Instructions for the task: Show each line of the items below that contains the word "dust". Case counts when matching.

(Entries from a point annotation set)
==============================
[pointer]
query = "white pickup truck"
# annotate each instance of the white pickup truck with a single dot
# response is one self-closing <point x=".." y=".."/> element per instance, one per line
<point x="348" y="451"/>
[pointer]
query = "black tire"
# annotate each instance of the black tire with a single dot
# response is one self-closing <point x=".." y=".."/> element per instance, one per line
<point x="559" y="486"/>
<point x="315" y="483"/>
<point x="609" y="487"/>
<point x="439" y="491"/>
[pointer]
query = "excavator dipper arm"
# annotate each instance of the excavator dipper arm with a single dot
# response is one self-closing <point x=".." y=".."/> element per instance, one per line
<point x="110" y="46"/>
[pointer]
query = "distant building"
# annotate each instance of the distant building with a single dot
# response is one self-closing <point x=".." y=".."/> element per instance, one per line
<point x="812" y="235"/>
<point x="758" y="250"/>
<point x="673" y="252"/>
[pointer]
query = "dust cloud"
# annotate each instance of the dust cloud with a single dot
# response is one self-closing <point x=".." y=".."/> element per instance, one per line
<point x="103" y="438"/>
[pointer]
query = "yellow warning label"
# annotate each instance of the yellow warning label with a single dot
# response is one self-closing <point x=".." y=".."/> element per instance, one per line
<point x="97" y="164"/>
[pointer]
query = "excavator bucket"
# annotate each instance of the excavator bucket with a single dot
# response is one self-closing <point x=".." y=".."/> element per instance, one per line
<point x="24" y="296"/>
==============================
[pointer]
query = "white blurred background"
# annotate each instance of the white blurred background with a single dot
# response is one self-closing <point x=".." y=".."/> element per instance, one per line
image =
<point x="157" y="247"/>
==============================
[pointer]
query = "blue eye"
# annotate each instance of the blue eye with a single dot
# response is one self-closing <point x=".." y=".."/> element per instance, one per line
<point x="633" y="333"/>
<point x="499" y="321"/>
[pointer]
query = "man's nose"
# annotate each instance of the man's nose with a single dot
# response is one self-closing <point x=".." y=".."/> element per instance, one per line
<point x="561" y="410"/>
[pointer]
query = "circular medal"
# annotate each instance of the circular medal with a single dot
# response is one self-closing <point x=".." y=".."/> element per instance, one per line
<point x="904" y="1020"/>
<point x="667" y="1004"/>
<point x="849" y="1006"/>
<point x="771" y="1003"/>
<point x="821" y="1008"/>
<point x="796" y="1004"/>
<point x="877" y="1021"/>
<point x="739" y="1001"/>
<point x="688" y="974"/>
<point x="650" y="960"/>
==============================
Output:
query = "dust cloud"
# annotate each instance of the dust cloud with a single dot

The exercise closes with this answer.